Repeat word for word the part of the records that opens with the line containing "of the dark" and runs through the end of the records, leaving out any pictures.

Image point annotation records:
========================================

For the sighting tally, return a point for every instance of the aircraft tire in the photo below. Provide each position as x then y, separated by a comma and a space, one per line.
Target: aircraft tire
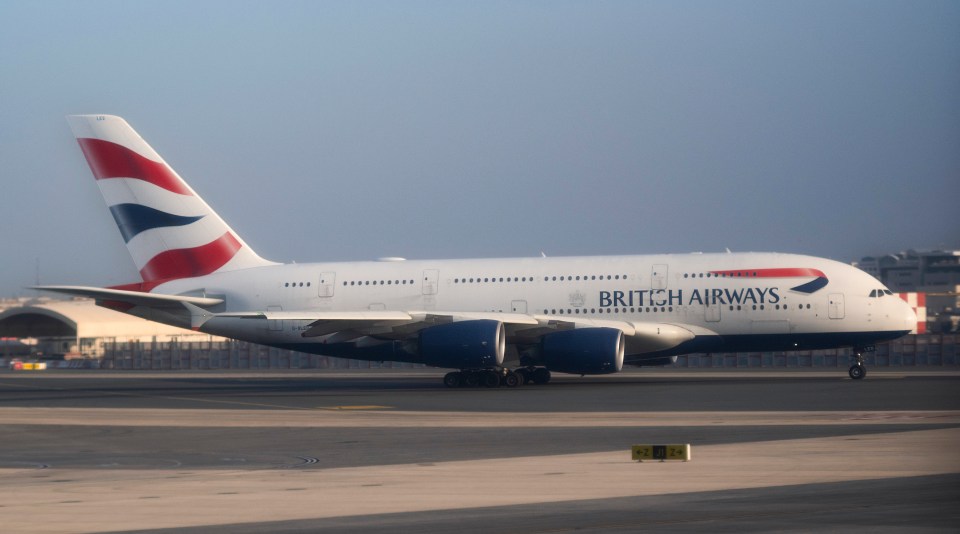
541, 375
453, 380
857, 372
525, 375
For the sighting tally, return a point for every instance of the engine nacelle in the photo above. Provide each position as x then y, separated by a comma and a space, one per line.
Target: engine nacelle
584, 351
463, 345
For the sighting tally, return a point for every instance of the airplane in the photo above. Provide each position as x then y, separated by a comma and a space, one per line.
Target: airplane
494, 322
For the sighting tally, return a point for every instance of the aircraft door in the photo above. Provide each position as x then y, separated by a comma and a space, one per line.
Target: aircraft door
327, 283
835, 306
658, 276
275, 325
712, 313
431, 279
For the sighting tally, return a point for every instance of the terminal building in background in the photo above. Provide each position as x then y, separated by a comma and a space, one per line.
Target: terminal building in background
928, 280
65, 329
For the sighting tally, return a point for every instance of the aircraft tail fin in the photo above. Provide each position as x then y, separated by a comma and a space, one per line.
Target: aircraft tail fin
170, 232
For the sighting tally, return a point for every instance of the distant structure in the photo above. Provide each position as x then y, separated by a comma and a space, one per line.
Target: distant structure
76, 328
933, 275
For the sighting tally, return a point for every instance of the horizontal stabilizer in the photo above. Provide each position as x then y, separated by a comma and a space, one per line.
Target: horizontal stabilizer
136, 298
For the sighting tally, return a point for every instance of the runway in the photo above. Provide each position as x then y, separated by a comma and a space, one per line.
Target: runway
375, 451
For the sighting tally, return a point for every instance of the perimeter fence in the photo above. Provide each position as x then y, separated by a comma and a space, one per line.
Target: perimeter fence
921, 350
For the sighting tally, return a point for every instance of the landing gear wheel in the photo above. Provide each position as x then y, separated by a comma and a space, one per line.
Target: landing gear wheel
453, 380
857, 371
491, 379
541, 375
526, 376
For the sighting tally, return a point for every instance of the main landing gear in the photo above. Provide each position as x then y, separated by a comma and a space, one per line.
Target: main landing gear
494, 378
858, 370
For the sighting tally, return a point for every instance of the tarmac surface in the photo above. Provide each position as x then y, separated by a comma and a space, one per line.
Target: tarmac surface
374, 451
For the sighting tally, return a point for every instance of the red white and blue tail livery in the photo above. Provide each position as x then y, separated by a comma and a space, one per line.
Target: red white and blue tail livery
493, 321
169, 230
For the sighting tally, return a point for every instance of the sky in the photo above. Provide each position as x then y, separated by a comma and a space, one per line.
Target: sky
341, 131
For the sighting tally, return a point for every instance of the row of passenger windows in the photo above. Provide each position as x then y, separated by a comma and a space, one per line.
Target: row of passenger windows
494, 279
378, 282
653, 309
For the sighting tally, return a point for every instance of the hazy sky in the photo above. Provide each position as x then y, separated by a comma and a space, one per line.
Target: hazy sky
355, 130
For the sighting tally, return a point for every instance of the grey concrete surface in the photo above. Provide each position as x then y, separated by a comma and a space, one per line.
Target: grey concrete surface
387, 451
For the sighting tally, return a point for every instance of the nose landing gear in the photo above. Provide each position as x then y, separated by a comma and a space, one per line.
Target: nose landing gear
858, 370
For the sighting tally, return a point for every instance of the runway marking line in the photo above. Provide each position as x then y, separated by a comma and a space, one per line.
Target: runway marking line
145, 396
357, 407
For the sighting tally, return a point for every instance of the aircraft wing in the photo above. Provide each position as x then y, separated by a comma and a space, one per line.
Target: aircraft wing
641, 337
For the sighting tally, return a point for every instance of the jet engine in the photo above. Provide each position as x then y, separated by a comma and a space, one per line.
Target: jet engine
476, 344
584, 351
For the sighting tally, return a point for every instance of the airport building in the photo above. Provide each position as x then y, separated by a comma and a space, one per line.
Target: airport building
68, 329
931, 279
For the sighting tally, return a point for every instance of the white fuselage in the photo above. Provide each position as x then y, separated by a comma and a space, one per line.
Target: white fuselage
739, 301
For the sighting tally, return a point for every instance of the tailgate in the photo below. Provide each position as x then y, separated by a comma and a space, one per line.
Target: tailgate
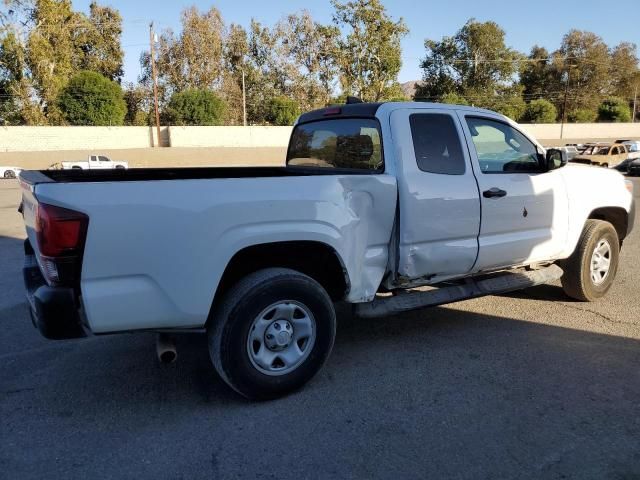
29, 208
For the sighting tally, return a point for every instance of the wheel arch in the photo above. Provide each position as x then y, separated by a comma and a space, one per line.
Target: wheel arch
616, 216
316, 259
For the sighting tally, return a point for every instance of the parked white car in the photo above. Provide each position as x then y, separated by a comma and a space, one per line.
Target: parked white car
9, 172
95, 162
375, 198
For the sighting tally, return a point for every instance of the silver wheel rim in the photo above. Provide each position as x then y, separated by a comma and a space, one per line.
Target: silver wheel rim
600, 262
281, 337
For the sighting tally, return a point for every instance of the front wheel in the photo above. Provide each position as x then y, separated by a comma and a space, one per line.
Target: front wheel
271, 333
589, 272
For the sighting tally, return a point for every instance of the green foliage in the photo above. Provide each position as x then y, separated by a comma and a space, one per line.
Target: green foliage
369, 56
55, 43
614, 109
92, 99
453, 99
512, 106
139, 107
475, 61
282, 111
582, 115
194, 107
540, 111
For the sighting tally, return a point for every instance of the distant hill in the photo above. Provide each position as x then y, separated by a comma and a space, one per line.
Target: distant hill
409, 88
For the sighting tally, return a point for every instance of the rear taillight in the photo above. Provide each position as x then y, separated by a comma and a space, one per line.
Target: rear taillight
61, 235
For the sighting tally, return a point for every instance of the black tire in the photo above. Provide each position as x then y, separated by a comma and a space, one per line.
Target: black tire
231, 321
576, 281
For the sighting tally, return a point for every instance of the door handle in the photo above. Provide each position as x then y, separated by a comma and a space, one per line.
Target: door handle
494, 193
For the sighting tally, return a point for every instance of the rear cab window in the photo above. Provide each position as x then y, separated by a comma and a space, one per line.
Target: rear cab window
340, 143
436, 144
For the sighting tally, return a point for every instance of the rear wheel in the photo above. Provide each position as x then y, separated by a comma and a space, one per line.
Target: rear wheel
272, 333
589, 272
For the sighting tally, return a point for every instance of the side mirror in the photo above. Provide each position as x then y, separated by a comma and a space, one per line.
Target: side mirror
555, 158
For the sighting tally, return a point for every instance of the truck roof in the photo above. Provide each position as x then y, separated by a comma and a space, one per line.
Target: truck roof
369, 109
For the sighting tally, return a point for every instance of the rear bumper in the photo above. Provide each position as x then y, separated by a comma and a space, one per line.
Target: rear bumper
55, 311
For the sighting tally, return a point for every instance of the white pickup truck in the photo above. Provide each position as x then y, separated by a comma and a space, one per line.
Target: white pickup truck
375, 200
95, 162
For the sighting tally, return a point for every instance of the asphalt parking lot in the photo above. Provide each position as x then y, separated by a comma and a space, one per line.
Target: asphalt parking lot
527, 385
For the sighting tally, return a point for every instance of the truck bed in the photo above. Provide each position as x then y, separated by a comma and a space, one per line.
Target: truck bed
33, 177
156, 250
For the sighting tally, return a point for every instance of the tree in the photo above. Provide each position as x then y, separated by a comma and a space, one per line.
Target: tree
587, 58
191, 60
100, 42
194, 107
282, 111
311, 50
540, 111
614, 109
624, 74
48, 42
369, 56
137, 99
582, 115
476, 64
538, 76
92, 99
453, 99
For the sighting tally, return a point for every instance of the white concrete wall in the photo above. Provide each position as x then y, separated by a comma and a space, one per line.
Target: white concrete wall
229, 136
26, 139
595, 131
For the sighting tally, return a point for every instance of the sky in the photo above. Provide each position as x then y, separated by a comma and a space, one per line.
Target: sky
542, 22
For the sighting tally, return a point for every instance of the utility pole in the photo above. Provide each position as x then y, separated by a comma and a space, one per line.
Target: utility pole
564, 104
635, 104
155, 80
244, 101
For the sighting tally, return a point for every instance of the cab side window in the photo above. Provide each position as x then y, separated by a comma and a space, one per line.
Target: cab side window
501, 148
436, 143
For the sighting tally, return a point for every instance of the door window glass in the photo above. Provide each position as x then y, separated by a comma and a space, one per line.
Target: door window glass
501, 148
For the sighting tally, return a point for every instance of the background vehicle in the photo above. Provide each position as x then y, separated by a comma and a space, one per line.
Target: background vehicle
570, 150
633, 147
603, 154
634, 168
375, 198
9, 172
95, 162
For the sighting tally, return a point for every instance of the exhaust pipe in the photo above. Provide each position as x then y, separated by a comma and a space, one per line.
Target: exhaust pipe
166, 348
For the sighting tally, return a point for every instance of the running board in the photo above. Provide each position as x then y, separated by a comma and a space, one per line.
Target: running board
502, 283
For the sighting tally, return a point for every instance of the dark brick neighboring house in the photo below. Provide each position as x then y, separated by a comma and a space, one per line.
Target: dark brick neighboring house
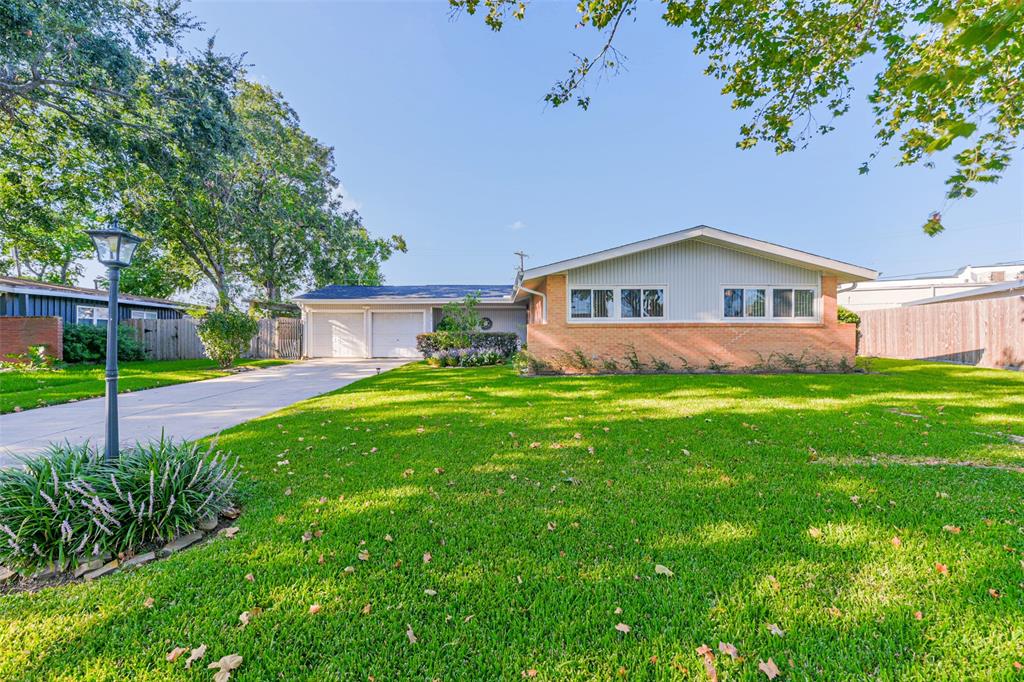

========================================

SOLUTION FOR THIS EXERCISE:
For the sighting tally, return a point for every instance of the dark brick neighboring house in the photo below. Provide each position as x then y, separated by a comma and a space, one per line.
Target: dark brick neighboring house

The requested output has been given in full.